> _Source_
================================

Carbon markets: Are firms prepared for an influx of regulatory scrutiny?

Market conditions, driven by rising prices and volatility, have led to an uptick in speculative trading activity within the European Union Emissions Trading Scheme (EU ETS), raising concerns over possible market manipulation.

Earlier this year, the European Securities and Markets Authority (ESMA) released findings from its review into the EU carbon markets. The report suggested that no instances of market manipulation were found, but this was heavily caveated by data and market transparency limitations.

ESMA’s headline message was a reminder that “emission allowances are financial instruments and subject, together with any derivative therefore, to the full set of Market Abuse Regulation provisions”. A number of policy recommendations were made to increase market transparency and monitoring, including the introduction of position limits on carbon derivatives and centralised market monitoring of the carbon market at EU level, in line with existing monitoring for gas and power markets.

We have gauged the market’s reaction to ESMA’s findings and summarised recommendations for firms to consider below.

What is the market’s response?

================================

> _Material_
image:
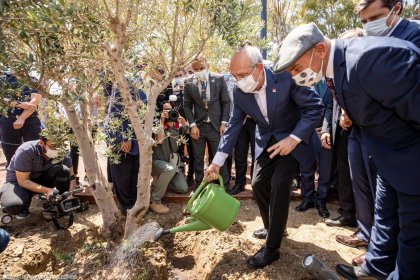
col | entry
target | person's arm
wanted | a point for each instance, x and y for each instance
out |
(24, 181)
(390, 76)
(225, 103)
(28, 109)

================================

> _Exercise instructions_
Print, word for word, the stretch of the carbon markets article from "Market conditions, driven" through "possible market manipulation.".

> _Result for this task_
Market conditions, driven by rising prices and volatility, have led to an uptick in speculative trading activity within the European Union Emissions Trading Scheme (EU ETS), raising concerns over possible market manipulation.